Copy out each line below containing "turf".

(SUPPLIED ENTRIES Opens)

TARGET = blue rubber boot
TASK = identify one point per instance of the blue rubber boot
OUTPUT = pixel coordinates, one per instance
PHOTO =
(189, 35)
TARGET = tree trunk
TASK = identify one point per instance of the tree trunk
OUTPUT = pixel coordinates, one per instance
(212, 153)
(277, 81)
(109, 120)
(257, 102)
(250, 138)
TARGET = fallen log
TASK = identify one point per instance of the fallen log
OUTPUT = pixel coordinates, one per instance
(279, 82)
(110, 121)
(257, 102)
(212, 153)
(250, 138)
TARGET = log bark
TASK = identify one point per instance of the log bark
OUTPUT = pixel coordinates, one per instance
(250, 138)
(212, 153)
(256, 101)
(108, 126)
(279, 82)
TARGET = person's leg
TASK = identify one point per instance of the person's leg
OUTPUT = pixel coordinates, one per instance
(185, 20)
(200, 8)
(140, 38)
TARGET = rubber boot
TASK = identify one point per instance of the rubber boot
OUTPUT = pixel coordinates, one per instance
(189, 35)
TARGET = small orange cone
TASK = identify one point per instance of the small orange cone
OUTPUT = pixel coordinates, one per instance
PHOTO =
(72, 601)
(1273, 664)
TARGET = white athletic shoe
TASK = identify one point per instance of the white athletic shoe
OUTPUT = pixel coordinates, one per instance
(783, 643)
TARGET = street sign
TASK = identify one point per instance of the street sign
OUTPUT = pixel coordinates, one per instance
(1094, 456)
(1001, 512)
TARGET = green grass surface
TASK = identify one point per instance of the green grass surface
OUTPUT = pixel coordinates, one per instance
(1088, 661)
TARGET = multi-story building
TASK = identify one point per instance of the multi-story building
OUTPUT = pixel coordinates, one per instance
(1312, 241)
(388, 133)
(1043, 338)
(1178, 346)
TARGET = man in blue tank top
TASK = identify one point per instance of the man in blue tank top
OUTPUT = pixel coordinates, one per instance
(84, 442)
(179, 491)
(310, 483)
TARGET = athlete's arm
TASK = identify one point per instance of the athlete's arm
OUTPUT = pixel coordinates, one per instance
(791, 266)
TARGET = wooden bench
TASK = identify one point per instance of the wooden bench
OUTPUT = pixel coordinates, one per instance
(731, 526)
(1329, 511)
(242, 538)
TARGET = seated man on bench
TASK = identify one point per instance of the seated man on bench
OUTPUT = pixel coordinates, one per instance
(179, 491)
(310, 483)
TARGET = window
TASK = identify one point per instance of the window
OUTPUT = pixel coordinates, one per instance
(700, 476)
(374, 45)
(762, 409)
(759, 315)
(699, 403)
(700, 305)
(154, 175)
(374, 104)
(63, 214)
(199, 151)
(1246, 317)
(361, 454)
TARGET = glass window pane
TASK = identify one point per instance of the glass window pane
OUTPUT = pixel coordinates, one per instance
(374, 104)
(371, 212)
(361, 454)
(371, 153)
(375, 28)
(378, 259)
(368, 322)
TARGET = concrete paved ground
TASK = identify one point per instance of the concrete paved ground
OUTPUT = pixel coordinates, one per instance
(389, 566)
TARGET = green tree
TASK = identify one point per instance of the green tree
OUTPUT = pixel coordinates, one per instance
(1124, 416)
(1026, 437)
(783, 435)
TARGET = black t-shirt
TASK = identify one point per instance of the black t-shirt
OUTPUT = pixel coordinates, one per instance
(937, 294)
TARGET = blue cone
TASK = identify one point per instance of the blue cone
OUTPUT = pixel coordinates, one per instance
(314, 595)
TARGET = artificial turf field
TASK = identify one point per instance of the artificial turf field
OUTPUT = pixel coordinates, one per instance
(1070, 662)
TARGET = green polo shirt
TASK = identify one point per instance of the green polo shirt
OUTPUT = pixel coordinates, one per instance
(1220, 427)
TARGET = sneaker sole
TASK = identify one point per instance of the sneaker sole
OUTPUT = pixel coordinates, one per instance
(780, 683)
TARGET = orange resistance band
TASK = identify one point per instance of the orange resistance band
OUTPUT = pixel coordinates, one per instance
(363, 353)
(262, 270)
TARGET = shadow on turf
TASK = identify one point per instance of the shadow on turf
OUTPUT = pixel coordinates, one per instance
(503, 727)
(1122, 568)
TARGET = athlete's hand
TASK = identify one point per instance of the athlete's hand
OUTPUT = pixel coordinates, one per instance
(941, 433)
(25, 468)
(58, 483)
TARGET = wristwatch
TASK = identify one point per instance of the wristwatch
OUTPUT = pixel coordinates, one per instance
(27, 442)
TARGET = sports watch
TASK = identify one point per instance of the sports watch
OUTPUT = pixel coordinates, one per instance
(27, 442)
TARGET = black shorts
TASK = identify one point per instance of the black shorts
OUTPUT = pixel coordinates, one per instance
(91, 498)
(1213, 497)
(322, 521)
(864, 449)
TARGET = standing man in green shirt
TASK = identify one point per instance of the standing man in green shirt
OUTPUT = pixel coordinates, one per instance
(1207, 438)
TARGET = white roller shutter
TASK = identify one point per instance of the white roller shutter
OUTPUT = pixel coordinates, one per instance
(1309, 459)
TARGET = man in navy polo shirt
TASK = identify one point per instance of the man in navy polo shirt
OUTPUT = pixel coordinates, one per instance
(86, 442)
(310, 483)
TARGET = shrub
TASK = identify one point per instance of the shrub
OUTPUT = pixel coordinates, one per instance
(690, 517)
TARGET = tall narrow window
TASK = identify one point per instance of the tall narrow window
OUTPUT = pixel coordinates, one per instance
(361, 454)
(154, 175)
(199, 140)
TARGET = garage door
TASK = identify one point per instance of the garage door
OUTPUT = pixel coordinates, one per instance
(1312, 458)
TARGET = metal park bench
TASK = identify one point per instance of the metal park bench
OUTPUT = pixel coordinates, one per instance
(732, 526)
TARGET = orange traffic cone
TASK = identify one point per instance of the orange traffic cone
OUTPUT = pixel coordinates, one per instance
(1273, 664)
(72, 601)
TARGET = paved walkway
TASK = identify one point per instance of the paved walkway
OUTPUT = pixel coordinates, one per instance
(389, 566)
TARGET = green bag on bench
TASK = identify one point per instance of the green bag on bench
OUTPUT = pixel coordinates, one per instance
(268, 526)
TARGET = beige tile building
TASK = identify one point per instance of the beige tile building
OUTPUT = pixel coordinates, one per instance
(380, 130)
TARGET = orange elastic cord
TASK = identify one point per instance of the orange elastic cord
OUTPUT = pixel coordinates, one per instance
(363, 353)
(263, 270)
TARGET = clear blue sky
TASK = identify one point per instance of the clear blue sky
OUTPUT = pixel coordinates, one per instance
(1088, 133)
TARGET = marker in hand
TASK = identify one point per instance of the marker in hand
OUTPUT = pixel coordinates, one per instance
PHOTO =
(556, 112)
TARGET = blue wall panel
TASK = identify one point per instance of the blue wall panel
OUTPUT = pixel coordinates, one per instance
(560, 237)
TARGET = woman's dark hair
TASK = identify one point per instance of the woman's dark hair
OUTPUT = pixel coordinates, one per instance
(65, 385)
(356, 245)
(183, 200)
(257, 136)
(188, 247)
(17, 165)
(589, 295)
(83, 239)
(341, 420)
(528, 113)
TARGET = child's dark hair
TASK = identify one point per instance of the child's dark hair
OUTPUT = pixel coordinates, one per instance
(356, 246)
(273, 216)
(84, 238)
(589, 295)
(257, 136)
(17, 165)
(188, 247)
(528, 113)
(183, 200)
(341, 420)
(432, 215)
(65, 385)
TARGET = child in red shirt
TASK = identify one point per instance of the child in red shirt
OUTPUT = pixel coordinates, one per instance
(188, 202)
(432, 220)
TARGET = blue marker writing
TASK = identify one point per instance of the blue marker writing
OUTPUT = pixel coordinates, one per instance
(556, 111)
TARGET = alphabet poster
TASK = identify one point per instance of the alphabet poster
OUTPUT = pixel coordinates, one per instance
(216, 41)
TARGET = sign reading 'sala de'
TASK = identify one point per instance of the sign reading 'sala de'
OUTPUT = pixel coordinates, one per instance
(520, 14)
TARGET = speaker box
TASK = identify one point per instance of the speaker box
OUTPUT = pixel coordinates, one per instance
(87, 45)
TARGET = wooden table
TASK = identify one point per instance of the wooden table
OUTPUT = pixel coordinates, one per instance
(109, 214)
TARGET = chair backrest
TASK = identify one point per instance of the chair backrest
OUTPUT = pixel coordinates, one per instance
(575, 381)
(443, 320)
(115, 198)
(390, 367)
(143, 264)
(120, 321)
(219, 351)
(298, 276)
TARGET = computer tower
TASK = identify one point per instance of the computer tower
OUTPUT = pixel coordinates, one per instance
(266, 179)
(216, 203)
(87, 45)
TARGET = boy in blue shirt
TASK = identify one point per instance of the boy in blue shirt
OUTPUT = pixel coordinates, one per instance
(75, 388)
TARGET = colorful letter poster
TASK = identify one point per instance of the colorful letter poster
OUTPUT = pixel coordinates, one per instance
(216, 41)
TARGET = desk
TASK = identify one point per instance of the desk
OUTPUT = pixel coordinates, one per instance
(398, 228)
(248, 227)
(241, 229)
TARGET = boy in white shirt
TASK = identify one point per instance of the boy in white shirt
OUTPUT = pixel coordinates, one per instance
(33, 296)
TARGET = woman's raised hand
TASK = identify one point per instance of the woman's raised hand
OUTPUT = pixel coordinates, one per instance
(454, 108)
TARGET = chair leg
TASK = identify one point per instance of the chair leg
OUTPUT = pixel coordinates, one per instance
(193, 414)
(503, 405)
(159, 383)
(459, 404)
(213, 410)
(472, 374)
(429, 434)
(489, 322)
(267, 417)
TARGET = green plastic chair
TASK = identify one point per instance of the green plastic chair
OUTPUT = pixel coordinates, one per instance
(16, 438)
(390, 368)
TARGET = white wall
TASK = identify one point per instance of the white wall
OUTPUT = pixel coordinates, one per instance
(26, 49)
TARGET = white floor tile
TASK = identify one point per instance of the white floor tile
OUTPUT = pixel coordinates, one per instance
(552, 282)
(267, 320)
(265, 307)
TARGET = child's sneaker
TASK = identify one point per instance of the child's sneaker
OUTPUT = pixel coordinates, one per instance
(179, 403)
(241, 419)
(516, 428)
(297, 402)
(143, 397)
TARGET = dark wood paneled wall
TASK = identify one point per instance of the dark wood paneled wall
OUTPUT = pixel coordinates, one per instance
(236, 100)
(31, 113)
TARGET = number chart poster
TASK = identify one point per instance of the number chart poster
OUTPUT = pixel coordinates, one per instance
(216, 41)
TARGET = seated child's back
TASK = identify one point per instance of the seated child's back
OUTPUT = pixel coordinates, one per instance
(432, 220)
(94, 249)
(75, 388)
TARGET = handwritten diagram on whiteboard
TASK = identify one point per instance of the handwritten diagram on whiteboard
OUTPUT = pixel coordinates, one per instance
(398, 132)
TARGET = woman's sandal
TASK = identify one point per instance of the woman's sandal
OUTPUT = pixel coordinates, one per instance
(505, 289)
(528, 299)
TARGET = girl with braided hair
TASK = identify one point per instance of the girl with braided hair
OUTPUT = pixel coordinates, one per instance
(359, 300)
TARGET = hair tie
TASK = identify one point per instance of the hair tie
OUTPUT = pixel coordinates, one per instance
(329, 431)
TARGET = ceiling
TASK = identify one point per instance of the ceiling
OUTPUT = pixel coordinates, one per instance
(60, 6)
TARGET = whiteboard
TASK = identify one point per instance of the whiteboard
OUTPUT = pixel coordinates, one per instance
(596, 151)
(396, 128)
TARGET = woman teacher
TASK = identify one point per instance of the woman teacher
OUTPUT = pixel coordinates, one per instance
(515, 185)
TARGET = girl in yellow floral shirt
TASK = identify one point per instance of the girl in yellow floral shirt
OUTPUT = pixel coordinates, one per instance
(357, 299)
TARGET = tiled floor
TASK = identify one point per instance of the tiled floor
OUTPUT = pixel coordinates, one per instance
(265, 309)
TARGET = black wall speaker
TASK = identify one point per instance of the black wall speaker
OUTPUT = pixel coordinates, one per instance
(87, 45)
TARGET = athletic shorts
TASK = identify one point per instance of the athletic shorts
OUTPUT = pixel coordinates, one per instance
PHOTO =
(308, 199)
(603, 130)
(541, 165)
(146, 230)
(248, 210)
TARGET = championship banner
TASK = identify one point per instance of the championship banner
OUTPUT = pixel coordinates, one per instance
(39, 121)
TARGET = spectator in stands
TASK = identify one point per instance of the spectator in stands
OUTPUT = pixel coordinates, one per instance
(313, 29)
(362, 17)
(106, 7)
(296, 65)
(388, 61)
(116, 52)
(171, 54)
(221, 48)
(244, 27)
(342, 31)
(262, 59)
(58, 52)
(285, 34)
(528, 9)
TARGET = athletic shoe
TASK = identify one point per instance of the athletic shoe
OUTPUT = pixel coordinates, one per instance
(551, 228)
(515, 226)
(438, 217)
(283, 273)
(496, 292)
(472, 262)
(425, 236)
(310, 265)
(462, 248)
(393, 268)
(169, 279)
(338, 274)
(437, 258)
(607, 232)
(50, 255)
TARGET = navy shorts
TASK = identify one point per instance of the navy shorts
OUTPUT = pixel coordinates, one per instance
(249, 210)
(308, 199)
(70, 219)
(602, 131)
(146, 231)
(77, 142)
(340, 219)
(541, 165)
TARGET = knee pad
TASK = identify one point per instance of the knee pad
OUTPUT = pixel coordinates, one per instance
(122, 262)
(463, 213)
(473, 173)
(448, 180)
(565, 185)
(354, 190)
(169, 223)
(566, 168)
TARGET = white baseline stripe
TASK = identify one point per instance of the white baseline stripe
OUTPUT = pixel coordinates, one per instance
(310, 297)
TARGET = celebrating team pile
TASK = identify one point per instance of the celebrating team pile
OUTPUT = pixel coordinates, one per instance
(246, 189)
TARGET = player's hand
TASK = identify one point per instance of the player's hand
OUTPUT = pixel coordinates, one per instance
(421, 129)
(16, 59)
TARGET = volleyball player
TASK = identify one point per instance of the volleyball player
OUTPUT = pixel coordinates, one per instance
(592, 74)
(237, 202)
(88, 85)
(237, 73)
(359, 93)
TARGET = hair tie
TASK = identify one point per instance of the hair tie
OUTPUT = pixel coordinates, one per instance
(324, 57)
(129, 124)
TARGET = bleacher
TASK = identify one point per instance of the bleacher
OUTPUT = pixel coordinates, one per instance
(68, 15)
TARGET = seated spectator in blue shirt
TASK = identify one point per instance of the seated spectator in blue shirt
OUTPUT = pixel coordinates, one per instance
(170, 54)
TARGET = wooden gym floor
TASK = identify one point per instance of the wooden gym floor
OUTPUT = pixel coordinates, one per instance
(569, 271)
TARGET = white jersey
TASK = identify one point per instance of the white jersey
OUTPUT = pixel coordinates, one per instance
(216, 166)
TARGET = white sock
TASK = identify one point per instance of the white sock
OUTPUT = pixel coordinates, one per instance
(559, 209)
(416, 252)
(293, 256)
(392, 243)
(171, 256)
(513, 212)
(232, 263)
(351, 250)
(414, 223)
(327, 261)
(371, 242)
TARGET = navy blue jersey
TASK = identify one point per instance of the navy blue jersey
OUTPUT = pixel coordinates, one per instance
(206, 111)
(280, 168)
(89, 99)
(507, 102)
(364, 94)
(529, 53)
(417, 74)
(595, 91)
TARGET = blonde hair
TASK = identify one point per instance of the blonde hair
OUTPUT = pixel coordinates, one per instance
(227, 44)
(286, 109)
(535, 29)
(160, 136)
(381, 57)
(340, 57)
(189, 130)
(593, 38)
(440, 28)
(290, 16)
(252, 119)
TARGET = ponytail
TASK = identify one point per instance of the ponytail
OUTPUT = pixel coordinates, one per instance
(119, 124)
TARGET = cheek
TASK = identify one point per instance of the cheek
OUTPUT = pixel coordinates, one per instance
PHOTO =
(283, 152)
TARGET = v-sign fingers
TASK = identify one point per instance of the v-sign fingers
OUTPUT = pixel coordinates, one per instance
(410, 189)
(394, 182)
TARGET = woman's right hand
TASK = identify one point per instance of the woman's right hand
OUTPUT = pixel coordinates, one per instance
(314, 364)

(SUPPLIED ENTRIES Closes)

PROBLEM SOLUTION ->
TARGET = artificial turf field
TASK = identify one point per instance of the artificial turf field
TARGET = shadow on turf
TASK = identify one point per instance of the shadow on turf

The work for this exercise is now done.